**TRY IT**.
Type out the records that follow, exactly as given.

*** Opening RECORDS TO USE ***

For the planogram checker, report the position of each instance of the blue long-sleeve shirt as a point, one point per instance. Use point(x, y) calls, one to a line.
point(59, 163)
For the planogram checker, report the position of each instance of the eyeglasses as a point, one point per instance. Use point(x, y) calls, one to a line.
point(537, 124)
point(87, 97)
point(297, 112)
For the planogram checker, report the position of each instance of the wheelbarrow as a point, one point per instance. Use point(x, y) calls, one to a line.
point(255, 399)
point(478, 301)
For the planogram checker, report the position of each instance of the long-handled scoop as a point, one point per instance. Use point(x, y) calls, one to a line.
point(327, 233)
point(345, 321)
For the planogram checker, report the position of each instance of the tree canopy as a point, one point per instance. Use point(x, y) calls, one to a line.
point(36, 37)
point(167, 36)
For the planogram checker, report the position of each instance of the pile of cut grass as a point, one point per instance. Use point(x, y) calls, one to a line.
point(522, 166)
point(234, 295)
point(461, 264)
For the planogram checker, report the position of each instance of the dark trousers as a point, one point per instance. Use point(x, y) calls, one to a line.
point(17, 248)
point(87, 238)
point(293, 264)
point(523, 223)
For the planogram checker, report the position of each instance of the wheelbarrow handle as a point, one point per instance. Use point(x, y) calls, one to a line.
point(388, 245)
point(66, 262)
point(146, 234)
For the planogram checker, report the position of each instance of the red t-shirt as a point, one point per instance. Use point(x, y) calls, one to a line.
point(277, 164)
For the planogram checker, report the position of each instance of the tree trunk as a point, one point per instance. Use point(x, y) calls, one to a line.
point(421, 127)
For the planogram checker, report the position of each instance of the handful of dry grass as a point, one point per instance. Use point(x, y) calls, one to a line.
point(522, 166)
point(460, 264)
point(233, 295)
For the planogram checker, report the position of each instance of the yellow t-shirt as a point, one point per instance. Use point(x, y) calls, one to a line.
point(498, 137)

*** Closing RECORDS TO USE ***

**ANSWER TO THE PROBLEM**.
For the planogram checker, report the position of each instance of the blue long-sleeve shirt as a point, one point per instance. Use point(x, y) calls, one to a line.
point(59, 163)
For the planogram checker, report the position of each instance of the eyeglasses as a point, one point per instance. Use point(x, y) calls, one to a line.
point(537, 124)
point(87, 97)
point(297, 112)
For the planogram checker, report the position of each instance of the wheelbarrow as a point, one point per instance. Use point(x, y) calls, one to a line.
point(255, 399)
point(478, 301)
For the planogram checker, report the position of each instance of the long-handled scoop as a point, one point per instance. Use point(x, y) calls, one to a line.
point(327, 233)
point(345, 321)
For the planogram checker, report the position of each instance of the tree canopy as a point, one point per instance. Use point(x, y) calls, one to a line.
point(36, 37)
point(167, 36)
For the planogram checker, report the position of each instance of the pile of cut grass as a point, one point per instance. Use point(x, y) calls, one to a line.
point(522, 166)
point(234, 295)
point(461, 264)
For the planogram checker, report the position of each instance of the dark trousers as a point, one point per instance. Use point(x, y) calls, one to a line.
point(17, 248)
point(87, 238)
point(293, 264)
point(523, 223)
For the planogram checker, report the position of each instance of the wheelbarrow handle as a point, one point per instance. Use point(x, y) calls, one to a line.
point(388, 245)
point(66, 262)
point(146, 234)
For the planogram checker, report the position of each instance of the red t-shirt as a point, one point per instance. Use point(x, y) calls, one to a line.
point(277, 164)
For the planogram checker, report the position of each instance of the tree trunk as a point, one point per instance. Use point(x, y) calls, one to a line.
point(421, 127)
For the planogram checker, report the position of each instance of the handful of dry grass as a point, one point per instance. Use point(x, y) calls, one to a line.
point(522, 166)
point(460, 264)
point(233, 295)
For the planogram checker, report the position of each instance of the yellow t-shirt as a point, one point per instance. Use point(x, y) calls, one to a line.
point(498, 137)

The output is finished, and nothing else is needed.